WHAT YOU NEED TO DO
Update the entries from the line containing "the gold star" through the line containing "(1032, 262)" by replacing "party hat" with "paper hat" and leaving everything else unchanged. Return only those lines.
[BEGIN RECORDS SHOWN]
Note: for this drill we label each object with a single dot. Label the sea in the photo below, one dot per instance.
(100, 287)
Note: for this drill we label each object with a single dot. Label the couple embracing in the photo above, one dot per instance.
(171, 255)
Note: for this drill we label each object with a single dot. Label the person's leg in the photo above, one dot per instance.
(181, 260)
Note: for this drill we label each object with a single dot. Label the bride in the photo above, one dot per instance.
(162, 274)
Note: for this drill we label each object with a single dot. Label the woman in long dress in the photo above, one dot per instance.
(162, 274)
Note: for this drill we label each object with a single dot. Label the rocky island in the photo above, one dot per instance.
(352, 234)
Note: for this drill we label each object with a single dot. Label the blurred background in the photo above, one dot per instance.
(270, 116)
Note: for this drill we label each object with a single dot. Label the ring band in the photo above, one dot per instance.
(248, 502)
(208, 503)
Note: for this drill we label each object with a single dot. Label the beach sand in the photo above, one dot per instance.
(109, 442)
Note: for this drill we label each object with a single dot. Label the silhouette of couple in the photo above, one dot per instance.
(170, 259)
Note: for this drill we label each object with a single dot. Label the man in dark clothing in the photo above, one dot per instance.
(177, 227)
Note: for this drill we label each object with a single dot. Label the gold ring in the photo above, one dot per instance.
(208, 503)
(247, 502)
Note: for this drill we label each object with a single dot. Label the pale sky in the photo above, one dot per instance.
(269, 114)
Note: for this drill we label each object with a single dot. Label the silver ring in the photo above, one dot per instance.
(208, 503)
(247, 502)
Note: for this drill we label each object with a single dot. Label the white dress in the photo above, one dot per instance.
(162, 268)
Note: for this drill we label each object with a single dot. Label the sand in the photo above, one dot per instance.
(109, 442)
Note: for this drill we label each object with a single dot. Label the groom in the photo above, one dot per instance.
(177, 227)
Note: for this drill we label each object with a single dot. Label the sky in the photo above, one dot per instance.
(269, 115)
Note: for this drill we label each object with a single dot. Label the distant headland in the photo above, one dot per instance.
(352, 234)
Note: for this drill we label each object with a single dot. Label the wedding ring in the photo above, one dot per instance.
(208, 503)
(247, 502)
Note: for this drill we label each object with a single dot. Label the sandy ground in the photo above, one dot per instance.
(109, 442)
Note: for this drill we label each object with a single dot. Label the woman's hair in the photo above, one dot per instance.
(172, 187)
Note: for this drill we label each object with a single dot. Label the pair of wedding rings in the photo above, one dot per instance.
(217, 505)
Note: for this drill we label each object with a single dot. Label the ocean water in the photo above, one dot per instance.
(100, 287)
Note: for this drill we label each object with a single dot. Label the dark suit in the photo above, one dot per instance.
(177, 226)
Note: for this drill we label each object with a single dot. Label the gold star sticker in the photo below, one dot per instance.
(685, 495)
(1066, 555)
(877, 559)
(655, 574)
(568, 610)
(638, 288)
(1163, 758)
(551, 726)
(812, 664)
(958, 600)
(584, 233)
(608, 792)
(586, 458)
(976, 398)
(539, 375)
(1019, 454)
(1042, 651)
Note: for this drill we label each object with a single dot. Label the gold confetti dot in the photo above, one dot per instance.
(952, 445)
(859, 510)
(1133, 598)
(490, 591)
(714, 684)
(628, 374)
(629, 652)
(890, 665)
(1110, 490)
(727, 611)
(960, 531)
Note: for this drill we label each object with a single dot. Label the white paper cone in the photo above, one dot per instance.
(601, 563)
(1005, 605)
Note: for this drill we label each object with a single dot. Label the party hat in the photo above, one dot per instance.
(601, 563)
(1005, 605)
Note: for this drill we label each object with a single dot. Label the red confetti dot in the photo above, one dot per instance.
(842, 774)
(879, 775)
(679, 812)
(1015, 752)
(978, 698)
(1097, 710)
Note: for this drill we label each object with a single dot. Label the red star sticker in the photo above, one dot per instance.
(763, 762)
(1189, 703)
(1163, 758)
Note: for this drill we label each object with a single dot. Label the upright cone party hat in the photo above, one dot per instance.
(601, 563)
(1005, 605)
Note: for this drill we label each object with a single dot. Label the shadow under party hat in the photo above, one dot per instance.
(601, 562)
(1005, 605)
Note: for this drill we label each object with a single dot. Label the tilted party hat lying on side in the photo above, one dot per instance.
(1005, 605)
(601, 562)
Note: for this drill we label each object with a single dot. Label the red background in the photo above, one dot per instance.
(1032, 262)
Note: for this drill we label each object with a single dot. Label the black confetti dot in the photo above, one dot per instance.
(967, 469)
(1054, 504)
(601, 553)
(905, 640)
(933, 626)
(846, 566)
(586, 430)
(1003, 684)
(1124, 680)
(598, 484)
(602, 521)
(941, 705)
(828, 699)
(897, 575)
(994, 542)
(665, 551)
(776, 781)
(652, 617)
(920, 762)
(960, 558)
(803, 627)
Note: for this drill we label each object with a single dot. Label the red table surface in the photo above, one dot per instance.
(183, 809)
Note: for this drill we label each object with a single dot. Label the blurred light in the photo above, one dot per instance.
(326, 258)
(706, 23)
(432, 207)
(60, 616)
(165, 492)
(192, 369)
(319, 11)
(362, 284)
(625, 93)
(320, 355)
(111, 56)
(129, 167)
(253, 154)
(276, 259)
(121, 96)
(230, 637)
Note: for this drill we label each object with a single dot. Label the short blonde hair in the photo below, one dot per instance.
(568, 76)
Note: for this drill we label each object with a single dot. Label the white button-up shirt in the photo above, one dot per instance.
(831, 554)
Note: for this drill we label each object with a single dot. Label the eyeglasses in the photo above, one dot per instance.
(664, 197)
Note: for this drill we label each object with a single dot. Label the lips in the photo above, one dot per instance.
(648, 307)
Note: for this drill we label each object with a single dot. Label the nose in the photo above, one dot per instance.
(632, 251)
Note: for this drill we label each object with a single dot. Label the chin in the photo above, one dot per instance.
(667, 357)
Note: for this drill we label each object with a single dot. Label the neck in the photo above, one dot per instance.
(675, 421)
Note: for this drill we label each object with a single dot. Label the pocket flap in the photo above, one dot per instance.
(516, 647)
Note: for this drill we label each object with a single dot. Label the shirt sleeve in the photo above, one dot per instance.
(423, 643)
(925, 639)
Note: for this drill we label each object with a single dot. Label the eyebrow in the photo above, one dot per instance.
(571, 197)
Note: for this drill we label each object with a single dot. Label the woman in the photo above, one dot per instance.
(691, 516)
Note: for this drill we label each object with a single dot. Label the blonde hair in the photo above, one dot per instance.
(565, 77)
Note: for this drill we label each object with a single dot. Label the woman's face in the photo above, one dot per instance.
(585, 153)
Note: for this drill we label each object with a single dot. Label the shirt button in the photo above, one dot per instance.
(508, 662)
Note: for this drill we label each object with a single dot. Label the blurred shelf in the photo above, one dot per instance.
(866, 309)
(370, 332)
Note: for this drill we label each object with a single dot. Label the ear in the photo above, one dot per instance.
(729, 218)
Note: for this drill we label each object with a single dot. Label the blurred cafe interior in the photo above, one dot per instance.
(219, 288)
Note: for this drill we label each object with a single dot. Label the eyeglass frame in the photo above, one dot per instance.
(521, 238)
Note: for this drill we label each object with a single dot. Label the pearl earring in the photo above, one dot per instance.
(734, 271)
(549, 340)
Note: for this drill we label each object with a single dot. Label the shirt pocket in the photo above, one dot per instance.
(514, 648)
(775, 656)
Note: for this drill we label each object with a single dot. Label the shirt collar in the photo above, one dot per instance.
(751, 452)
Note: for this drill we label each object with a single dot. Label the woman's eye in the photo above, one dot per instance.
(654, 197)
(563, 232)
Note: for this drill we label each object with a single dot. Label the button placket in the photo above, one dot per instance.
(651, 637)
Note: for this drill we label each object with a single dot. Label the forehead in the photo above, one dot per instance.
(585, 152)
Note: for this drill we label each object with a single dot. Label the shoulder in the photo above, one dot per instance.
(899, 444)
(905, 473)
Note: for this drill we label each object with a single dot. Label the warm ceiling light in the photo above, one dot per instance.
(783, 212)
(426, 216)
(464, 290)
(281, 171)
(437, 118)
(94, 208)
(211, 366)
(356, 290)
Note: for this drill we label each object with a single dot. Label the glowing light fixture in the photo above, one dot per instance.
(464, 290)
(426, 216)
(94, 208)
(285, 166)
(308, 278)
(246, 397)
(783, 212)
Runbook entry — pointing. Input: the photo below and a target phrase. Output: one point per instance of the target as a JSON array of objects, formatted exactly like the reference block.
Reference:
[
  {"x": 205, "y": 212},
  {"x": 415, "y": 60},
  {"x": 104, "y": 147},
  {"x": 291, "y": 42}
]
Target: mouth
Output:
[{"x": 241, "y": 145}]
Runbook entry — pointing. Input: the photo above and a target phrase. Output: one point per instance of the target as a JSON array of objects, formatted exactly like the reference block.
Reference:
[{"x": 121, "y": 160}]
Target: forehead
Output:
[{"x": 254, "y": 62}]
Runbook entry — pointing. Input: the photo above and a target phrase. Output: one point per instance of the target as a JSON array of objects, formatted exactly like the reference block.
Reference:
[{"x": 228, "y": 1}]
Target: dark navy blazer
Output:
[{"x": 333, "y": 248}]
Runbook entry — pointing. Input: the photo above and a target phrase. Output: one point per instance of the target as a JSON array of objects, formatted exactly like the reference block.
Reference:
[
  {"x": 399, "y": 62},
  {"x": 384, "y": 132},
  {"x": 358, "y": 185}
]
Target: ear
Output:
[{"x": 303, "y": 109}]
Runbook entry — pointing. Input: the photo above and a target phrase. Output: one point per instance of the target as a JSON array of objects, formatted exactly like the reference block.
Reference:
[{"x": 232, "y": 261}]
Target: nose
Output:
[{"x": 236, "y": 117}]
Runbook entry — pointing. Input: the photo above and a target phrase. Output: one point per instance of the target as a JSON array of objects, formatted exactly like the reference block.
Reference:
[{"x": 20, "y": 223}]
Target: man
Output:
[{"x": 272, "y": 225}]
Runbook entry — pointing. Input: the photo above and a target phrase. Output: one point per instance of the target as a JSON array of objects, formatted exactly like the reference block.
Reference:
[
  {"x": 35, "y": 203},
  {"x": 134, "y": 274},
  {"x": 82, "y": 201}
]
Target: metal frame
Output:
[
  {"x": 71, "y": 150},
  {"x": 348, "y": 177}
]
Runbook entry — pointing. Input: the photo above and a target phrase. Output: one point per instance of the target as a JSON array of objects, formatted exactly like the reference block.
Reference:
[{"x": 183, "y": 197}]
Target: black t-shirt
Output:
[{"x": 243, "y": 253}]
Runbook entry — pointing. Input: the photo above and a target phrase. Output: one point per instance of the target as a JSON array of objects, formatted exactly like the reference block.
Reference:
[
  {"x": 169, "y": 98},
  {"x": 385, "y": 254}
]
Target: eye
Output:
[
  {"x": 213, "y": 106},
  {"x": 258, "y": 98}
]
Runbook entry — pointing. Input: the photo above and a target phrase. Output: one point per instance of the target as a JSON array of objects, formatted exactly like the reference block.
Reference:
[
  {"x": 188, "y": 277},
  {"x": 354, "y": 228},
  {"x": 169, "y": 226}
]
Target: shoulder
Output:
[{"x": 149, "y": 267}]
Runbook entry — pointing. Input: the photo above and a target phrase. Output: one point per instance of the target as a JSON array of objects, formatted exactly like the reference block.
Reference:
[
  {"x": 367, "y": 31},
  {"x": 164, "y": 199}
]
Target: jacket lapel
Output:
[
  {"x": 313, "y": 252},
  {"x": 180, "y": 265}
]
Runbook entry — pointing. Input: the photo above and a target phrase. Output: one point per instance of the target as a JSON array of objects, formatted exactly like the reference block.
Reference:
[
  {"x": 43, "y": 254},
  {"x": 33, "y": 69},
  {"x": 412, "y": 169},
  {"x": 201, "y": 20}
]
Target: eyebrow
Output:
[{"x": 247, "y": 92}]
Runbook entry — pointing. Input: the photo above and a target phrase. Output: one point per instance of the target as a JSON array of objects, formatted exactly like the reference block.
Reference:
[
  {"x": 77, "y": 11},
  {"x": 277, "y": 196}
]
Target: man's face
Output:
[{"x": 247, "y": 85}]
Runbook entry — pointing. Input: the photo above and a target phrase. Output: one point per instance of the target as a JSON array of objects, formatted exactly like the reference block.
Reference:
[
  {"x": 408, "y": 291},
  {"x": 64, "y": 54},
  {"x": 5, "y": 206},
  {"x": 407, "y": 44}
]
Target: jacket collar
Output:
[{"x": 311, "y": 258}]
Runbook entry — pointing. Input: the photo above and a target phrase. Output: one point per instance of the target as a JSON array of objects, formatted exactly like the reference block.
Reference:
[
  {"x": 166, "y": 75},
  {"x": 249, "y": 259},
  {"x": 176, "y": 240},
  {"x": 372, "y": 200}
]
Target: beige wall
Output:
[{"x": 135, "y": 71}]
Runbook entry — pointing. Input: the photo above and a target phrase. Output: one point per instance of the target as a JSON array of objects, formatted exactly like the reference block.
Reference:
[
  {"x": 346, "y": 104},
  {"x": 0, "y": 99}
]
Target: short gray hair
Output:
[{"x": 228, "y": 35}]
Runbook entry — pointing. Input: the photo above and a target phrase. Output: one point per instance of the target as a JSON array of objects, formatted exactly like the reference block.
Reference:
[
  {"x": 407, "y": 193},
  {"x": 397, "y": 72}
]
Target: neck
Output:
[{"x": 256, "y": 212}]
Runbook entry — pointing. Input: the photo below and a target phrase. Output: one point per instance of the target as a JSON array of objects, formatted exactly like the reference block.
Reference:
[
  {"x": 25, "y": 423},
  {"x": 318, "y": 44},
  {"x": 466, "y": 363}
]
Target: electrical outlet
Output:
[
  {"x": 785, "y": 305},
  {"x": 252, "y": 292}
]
[END RECORDS SHOWN]
EXPECTED ANSWER
Note: for this drill we label each object with a single dot. Label the gold star sticker in the photo below, one dot per instance.
(685, 495)
(1066, 555)
(877, 559)
(655, 574)
(568, 610)
(638, 288)
(1163, 758)
(551, 726)
(812, 664)
(958, 600)
(584, 233)
(608, 792)
(586, 458)
(976, 398)
(539, 375)
(1019, 454)
(1042, 651)
Note: for this drill we label each object with a single dot. Label the gold confetti dot in the photo above, one dot per instance.
(952, 445)
(859, 510)
(1133, 598)
(490, 591)
(714, 684)
(628, 374)
(629, 652)
(890, 665)
(1110, 490)
(727, 611)
(960, 531)
Note: for this drill we label each object with a single dot. Label the white paper cone in the photo above, one dot per instance.
(601, 563)
(1005, 605)
Note: for this drill we label each object with a single dot. Label the paper hat in the photo above, one dot per instance.
(601, 563)
(1005, 605)
Note: for this drill we label each object with a single dot. Label the red confetti dot in the photo above, one dot per instance.
(842, 774)
(879, 775)
(679, 812)
(1015, 752)
(978, 698)
(1097, 710)
Note: for this drill we label each object with a single dot. Label the red star sticker in the photo above, one dot per instance.
(763, 762)
(1189, 703)
(1163, 758)
Note: for this drill we label each object with a single dot. Label the upright cone paper hat in the photo above, one dot per instance.
(601, 563)
(1005, 605)
Note: for this drill we label each object with a single dot. Label the shadow under paper hat in the photo above, one dot per instance.
(601, 562)
(1005, 605)
Note: for this drill we label each object with a single dot. Label the tilted paper hat lying on side in the photo above, one dot per instance.
(1005, 605)
(601, 562)
Note: for this drill we label each object with a single dot. Label the red background in the photo above, one dot per instance.
(1032, 262)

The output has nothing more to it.